> _Data section_:
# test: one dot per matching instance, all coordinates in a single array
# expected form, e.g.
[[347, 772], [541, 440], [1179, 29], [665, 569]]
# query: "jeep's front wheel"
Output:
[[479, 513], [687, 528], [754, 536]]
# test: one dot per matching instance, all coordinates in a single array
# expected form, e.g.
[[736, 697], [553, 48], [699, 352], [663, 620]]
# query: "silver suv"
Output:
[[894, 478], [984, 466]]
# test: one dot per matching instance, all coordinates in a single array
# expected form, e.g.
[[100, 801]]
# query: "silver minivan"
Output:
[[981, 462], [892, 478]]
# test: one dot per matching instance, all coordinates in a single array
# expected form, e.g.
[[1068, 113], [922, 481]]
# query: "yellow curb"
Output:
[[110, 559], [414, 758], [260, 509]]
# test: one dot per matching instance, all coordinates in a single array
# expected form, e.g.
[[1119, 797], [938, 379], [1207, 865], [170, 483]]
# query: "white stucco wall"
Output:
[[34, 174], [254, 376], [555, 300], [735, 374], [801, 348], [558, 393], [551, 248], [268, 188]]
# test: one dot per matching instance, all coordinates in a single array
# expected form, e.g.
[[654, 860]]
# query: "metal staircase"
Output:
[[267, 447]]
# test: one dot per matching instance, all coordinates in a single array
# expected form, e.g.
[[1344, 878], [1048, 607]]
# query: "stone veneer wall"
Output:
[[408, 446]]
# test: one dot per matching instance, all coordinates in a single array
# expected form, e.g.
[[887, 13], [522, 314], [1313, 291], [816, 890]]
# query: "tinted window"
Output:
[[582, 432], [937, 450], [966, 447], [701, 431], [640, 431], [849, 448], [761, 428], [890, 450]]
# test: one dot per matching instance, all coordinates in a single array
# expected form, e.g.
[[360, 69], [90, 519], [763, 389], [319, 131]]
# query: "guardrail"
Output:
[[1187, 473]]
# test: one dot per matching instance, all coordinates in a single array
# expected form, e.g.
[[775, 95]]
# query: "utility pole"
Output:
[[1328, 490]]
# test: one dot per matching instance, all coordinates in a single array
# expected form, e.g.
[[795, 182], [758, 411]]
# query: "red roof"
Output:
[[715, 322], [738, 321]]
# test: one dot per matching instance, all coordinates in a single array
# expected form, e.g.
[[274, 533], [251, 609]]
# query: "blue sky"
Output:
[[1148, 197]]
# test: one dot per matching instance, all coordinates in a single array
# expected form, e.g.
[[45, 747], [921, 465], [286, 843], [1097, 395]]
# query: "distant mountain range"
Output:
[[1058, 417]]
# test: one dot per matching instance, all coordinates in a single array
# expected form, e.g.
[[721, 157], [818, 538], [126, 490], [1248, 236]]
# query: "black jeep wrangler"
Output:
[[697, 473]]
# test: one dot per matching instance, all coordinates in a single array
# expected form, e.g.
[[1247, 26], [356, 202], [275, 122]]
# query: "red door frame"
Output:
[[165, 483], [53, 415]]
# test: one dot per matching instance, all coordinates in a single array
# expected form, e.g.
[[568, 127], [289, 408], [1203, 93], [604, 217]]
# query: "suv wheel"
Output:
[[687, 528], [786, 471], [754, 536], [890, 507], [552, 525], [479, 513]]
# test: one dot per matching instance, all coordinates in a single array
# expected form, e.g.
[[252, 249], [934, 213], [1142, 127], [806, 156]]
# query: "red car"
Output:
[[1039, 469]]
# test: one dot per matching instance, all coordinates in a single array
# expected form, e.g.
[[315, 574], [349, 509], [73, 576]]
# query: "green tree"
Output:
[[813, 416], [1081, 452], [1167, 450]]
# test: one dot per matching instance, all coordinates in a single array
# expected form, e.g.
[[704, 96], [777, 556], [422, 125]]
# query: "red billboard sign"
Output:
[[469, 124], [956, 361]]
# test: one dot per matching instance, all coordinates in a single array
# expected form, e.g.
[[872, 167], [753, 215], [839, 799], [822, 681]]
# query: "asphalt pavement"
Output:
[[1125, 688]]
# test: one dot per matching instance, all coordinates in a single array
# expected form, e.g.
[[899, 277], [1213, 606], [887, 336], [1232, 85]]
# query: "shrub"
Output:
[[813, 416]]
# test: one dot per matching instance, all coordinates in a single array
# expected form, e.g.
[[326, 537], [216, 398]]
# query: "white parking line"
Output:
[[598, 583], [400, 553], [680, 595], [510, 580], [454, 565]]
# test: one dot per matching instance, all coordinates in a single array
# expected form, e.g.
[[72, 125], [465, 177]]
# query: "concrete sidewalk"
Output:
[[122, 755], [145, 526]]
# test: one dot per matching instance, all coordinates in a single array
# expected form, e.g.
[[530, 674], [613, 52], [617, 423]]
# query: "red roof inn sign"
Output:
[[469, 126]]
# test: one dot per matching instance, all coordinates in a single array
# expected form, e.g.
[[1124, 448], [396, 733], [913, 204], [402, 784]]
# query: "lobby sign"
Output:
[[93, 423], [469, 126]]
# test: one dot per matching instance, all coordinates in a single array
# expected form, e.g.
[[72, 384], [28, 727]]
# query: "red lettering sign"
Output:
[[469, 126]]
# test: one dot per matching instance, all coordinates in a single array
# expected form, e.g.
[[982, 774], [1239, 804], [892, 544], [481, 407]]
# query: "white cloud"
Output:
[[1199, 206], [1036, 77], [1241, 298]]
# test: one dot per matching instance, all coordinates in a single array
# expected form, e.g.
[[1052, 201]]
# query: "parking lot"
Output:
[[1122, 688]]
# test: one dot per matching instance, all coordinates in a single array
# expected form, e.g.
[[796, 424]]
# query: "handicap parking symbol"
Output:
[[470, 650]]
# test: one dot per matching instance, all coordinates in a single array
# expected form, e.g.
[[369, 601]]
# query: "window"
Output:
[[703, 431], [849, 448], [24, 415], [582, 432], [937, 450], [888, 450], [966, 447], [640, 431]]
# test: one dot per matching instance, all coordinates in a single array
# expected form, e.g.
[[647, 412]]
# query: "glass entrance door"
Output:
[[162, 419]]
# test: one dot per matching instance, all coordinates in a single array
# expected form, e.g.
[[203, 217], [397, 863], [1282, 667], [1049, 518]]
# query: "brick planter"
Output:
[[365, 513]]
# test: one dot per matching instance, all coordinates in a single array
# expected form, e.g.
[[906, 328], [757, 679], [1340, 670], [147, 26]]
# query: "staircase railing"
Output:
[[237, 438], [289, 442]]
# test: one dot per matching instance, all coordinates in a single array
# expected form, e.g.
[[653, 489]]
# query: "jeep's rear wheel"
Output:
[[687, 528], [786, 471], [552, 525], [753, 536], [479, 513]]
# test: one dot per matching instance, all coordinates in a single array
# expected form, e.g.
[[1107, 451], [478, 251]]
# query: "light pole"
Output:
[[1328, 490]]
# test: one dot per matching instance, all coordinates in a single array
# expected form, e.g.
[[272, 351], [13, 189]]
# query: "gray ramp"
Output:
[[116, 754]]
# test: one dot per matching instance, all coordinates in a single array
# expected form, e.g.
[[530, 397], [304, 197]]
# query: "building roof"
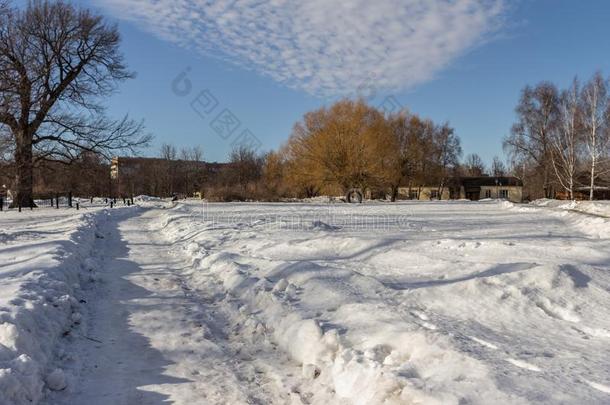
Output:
[[488, 181]]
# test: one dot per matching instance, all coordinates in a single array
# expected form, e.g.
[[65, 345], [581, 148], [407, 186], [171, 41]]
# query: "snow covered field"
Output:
[[440, 302]]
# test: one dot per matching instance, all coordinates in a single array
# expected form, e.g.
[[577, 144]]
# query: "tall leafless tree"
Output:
[[57, 62], [596, 108], [537, 116], [566, 140], [474, 165], [498, 168]]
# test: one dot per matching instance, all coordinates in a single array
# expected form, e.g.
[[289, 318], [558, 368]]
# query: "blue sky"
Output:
[[465, 63]]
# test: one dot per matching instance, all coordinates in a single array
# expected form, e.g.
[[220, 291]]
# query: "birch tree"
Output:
[[530, 135], [566, 141], [595, 105]]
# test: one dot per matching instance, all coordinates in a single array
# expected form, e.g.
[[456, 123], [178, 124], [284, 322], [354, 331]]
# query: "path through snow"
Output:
[[444, 303]]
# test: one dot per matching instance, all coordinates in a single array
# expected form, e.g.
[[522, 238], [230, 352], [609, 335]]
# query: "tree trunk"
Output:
[[24, 171], [591, 190]]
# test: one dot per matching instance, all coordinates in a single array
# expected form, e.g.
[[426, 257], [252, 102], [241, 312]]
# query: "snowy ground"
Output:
[[306, 303]]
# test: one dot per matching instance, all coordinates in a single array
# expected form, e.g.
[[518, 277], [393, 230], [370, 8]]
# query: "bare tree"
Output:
[[57, 62], [566, 140], [530, 137], [474, 165], [498, 168], [596, 105], [169, 153]]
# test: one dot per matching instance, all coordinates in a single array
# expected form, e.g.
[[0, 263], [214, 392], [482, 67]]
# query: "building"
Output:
[[131, 176], [469, 188]]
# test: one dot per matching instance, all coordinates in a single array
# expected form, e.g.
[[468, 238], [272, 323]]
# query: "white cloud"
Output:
[[324, 47]]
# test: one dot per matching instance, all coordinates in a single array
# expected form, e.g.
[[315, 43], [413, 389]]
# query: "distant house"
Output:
[[470, 188], [160, 177]]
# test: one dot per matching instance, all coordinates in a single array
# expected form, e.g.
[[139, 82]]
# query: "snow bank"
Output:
[[45, 258], [589, 217], [351, 344]]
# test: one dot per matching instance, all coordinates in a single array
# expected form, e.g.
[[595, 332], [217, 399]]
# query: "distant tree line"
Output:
[[348, 145], [560, 144]]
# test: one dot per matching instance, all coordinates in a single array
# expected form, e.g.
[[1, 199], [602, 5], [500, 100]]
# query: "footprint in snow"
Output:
[[484, 343], [599, 387], [524, 365]]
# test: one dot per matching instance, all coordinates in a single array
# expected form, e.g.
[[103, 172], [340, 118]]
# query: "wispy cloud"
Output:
[[324, 47]]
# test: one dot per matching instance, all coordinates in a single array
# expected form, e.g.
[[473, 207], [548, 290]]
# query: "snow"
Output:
[[315, 303], [41, 255]]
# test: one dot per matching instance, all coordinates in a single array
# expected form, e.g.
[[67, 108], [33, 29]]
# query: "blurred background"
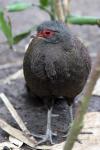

> _Directions for this task_: Put the rows from the start through the line containing "428], [890, 450]]" into a JSON list of strings, with one string per line and both ends included. Leave out blank lines.

> _Task solution_:
[
  "# test: one dot per matching instance, all coordinates in a single array",
  "# expected form, e.g.",
  "[[347, 772], [541, 440], [1179, 29], [665, 569]]",
  "# query: \"jeep's front wheel\"",
  "Output:",
  "[[479, 513], [687, 528], [754, 536]]",
  "# test: one dot per matching instance, all coordinates in a single array",
  "# expected form, e.g.",
  "[[736, 697], [553, 48], [699, 352], [663, 620]]",
  "# query: \"silver suv\"",
  "Output:",
  "[[894, 478], [984, 466]]",
  "# test: one dot per matching instance, all coordinates in a single array",
  "# expected form, e.g.",
  "[[100, 801]]",
  "# query: \"silver minivan\"",
  "Output:",
  "[[981, 462], [892, 478]]",
  "# test: one dot per matching instance, all coordinates in a single array",
  "# expected form, e.g.",
  "[[1068, 113], [922, 481]]",
  "# query: \"yellow curb\"",
  "Output:",
  "[[110, 559], [414, 758], [260, 509]]",
  "# test: one dot per matching instance, all coordinates in a single array",
  "# expected form, e.g.",
  "[[1119, 797], [938, 379], [1207, 865], [170, 483]]",
  "# query: \"white stucco wall\"",
  "Output:",
  "[[34, 174], [254, 376], [555, 300], [735, 374], [801, 348], [558, 393], [551, 248], [268, 188]]",
  "# test: one dot per matching instance, all coordinates in a single array",
  "# expected form, e.g.",
  "[[654, 860]]",
  "# query: \"metal staircase\"",
  "Output:",
  "[[267, 447]]",
  "# test: one dot per matching instance, all coordinates in a single array",
  "# expected form, e.g.",
  "[[1344, 878], [1048, 607]]",
  "# query: \"stone veneer wall\"",
  "Output:",
  "[[408, 446]]",
  "# test: one dot per matching instance, all coordinates in a single array",
  "# expected form, e.g.",
  "[[887, 13], [522, 314], [1313, 291], [816, 890]]",
  "# query: \"tinted window\"",
  "Output:",
  "[[582, 432], [937, 450], [966, 447], [701, 431], [640, 431], [849, 448], [761, 428], [890, 450]]"
]